Goal:
Set down every one of the rows below line for line, with each character left unchanged.

== Record set

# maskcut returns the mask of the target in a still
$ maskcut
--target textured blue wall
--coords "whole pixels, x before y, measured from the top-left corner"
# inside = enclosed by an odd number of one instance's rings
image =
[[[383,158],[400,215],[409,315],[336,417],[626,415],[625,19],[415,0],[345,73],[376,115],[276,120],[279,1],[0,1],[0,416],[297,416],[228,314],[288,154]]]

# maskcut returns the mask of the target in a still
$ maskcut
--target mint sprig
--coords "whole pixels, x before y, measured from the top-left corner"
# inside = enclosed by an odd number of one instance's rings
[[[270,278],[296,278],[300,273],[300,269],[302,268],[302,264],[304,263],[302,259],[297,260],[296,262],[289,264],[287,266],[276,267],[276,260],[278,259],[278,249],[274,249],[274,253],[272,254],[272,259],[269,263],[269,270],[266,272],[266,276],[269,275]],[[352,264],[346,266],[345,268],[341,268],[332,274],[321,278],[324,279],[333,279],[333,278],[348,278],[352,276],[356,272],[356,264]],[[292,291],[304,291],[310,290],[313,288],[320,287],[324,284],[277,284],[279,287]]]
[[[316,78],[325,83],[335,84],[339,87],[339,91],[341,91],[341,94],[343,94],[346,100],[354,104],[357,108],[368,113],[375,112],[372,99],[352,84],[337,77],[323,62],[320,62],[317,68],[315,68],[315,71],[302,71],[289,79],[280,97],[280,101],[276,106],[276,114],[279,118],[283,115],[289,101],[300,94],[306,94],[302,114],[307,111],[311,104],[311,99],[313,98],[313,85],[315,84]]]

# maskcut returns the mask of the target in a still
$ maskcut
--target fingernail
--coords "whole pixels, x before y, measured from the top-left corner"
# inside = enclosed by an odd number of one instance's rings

====

Task answer:
# maskcut returns the mask of the target in a still
$ maskcut
--target textured blue wall
--coords "whole pixels, x before y, measured from the top-left corner"
# inside = enclosed by an odd number of one instance's rings
image =
[[[383,158],[400,215],[409,315],[336,417],[626,415],[625,19],[415,0],[345,73],[376,115],[276,120],[279,1],[0,1],[0,416],[297,416],[228,314],[288,154]]]

# maskcut returns the mask of the target in a still
$ maskcut
--target mint sprig
--coords "whole pixels, x before y, measured from the top-left corner"
# inside = enclosed by an odd number of one instance's rings
[[[270,278],[296,278],[300,273],[300,269],[302,268],[302,264],[304,263],[302,259],[297,260],[296,262],[289,264],[287,266],[276,267],[276,260],[278,259],[278,249],[274,249],[274,253],[272,254],[272,259],[269,263],[269,270],[266,272],[266,276],[269,275]],[[352,264],[346,266],[345,268],[341,268],[332,274],[321,278],[324,279],[333,279],[333,278],[348,278],[352,276],[356,272],[356,264]],[[292,291],[304,291],[310,290],[313,288],[320,287],[324,284],[277,284],[279,287]]]
[[[316,78],[325,83],[335,84],[339,87],[339,91],[341,91],[341,94],[343,94],[346,100],[354,104],[357,108],[368,113],[375,112],[372,99],[352,84],[337,77],[323,62],[320,62],[317,68],[315,68],[315,71],[302,71],[289,79],[280,97],[280,101],[276,106],[276,114],[279,118],[283,115],[289,101],[300,94],[306,94],[302,114],[307,111],[311,104],[311,99],[313,98],[313,85],[315,84]]]

# maskcut returns the mask of the target in a still
$ maskcut
--target fingernail
--coords "whole pixels, x before y, measured from the top-left corner"
# inside = enclosed by an odd number of one instance's rings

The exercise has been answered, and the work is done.